**What you have to do**
Leaving the images out, output each entry below exactly.

(Records from a data source)

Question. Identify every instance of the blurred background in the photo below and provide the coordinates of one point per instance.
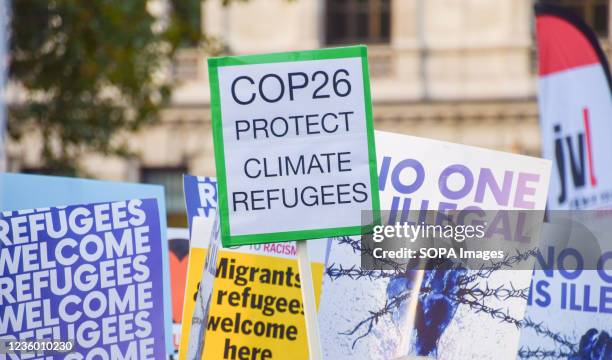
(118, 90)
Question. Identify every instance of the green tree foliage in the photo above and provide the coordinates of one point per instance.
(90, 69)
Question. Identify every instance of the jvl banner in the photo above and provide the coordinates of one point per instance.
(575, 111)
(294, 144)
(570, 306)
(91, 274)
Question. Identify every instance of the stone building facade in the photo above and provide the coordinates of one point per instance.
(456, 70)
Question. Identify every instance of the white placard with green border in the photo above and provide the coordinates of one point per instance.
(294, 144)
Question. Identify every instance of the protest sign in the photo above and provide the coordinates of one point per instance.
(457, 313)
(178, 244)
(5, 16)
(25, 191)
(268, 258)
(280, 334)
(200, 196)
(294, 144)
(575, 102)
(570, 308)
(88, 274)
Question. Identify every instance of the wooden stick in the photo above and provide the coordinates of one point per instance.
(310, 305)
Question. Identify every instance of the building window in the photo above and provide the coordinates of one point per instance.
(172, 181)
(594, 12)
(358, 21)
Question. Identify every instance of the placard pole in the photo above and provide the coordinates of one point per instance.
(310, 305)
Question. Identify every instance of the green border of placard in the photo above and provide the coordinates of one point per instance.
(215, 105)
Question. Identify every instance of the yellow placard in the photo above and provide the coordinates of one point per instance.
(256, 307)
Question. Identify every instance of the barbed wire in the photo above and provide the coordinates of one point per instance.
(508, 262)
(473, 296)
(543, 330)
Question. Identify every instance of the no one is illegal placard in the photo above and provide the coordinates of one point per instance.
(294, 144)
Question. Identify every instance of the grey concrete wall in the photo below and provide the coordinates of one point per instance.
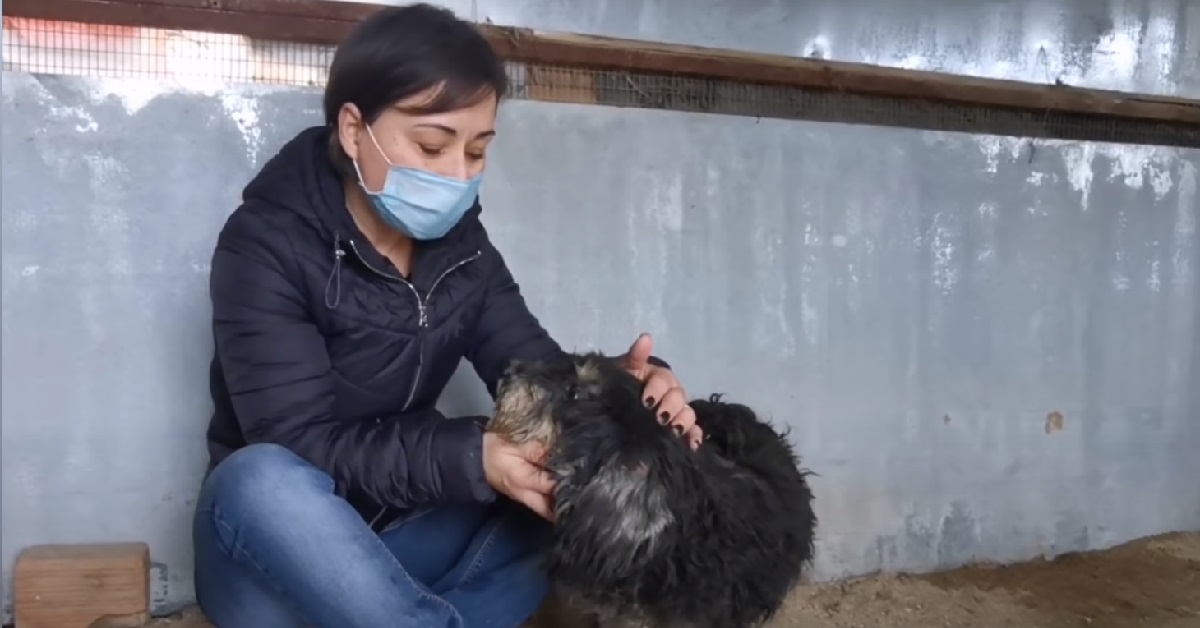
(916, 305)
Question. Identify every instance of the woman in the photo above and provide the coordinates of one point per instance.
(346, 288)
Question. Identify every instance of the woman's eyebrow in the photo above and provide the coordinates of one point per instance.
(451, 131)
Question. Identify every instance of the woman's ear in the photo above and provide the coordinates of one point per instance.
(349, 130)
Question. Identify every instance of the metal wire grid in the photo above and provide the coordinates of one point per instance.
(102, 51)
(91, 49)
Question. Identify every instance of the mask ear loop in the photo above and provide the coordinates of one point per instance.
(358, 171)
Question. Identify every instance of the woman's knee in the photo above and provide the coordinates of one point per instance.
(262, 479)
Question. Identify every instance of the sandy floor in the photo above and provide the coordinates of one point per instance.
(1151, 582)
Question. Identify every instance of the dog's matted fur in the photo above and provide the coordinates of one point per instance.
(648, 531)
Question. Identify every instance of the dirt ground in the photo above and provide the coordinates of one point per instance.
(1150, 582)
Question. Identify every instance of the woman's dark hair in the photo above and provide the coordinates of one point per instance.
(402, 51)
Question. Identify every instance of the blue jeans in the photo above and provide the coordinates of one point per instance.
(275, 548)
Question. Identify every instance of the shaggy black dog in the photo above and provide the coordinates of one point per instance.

**Your response**
Question. Identify every instance of the blurred background in the photo below and provide the coordinates of one point per instance.
(118, 90)
Question. Identify every instance of the green tree foliage in the photo above and provide the coordinates of one point per instance.
(90, 69)
Question. Identify every instance of the jvl banner in the photo above and provide the coordinates of one point per instance.
(575, 111)
(294, 144)
(570, 306)
(91, 274)
Question. Identify every instance of the stone building facade in the photo above and provide the coordinates of one point per instance.
(456, 70)
Question. Identify every instance of the white placard with green border in the photo above and provide the coordinates of one point per instance.
(294, 144)
Question. Identify every instance of the protest sign in the photo above and provide the coordinates of one point per instance.
(457, 313)
(178, 244)
(5, 16)
(25, 191)
(268, 258)
(280, 334)
(200, 196)
(294, 144)
(575, 102)
(570, 308)
(88, 274)
Question. Identify every instance of the wooden stick in the photo above and provide the coordinates of one point per instance.
(310, 305)
Question. Identify every instance of the building window in the photo above and provide the coordinates of one point per instance.
(172, 181)
(594, 12)
(358, 21)
Question. Identify every instance of the placard pole in the photo above and provide the coordinates of one point per instance.
(310, 305)
Question. Identify every instance of the green border of placard in the photo above and provide the coordinates of one point per instance.
(215, 105)
Question. Identify every instance of the yellow placard in the photo above and provide the coordinates of one point per instance.
(256, 307)
Question. Identify every instance of the barbed wire in the photo above and provide the coordinates of one point per instance.
(508, 262)
(473, 296)
(543, 330)
Question. Identify every instance of the no one is illegal placard in the photo above and provide the coordinates of one point per instance.
(294, 144)
Question. Identify every instance of the grey concrete wall in the photo below and provide the coordinates of one point per instance.
(916, 305)
Question. Identify every instance of the woman in the photo above and provide the coordinates of one point per instance.
(346, 288)
Question. Identify every instance of the woman's eyebrow in the photo above and provide the coordinates of one point per instance.
(451, 131)
Question. Identify every instance of the woman's ear in the photo above and provide the coordinates of one point per instance.
(349, 130)
Question. Identify every instance of the metal wire grid in the photo above and provide the coordinates of one point per instance.
(102, 51)
(91, 49)
Question. Identify every instance of the mask ear loop in the photo above and provide the coordinates of one point per instance.
(358, 171)
Question. Identify every instance of the woman's knee in the photo above and provide the coordinates of one point per instance.
(262, 479)
Question. Identify every instance of the sandy floor in the photo above and provide the coordinates of one point per instance.
(1151, 582)
Question. Identify every instance of the dog's matted fur in the photo above and provide the coordinates of one point per instance.
(648, 531)
Question. Identify every instance of the dirt ground in the photo above and provide the coordinates of one point per instance.
(1150, 582)
Question. Identify every instance of the woman's dark hair in the photo above and provide the coordinates of one point per instance.
(402, 51)
Question. Identify every instance of the blue jeans in the photo above and provide the coordinates of one point per instance.
(275, 548)
Question. Identify every instance of the shaggy black dog in the photo above and provide the coordinates of one point per instance.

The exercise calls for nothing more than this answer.